## START

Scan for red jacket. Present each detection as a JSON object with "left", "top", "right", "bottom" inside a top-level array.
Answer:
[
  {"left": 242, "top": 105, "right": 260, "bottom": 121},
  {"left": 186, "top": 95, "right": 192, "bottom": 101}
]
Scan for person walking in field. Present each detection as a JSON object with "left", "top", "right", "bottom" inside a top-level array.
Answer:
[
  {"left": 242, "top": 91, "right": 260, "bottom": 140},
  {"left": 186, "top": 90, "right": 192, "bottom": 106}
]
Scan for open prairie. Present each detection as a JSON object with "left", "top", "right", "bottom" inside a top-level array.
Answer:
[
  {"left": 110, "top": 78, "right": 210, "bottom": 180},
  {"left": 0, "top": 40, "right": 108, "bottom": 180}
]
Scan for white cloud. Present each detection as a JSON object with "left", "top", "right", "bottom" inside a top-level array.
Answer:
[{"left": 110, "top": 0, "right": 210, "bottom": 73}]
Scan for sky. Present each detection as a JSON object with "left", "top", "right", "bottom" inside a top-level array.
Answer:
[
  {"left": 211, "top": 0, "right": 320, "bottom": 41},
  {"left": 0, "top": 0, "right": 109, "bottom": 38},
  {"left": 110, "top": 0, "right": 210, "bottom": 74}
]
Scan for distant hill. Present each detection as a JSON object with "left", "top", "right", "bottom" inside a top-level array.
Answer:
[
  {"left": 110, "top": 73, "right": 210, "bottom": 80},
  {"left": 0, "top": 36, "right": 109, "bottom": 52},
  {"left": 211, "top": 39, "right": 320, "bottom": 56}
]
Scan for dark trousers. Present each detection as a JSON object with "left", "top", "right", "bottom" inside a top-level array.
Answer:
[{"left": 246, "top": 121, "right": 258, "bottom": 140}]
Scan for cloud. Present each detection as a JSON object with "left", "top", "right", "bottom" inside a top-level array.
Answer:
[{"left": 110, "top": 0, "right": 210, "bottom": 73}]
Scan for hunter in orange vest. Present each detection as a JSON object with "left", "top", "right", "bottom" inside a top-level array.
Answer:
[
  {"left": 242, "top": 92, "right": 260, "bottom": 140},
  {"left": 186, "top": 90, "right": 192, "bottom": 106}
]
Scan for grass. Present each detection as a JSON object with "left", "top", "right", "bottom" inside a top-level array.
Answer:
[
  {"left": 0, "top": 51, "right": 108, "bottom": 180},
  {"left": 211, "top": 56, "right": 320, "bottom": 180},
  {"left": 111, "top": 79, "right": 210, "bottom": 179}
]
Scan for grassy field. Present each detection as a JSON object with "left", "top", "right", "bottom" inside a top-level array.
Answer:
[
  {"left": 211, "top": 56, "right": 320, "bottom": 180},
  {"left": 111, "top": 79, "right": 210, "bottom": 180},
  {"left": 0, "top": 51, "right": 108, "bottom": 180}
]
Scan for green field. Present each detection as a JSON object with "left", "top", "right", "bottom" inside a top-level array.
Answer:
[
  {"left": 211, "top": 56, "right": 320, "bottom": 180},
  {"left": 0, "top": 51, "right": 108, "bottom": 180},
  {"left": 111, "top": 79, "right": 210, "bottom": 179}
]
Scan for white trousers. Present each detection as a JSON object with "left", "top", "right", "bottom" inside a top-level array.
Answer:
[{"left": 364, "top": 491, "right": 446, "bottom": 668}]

## END

**Problem requirements:**
Beginning at the line that contains "Scan for green", retype each line of the listing up to and including the last one, exactly as it stands, and nothing else.

**Solution below:**
Scan for green field. Present each detection as a JSON object with "left", "top", "right", "bottom" inside a top-level array.
Answer:
[
  {"left": 211, "top": 56, "right": 320, "bottom": 180},
  {"left": 0, "top": 51, "right": 108, "bottom": 180},
  {"left": 111, "top": 79, "right": 210, "bottom": 179}
]
Scan for white trousers. Present each detection as a JSON object with "left", "top", "right", "bottom" inside a top-level array.
Answer:
[{"left": 364, "top": 491, "right": 446, "bottom": 668}]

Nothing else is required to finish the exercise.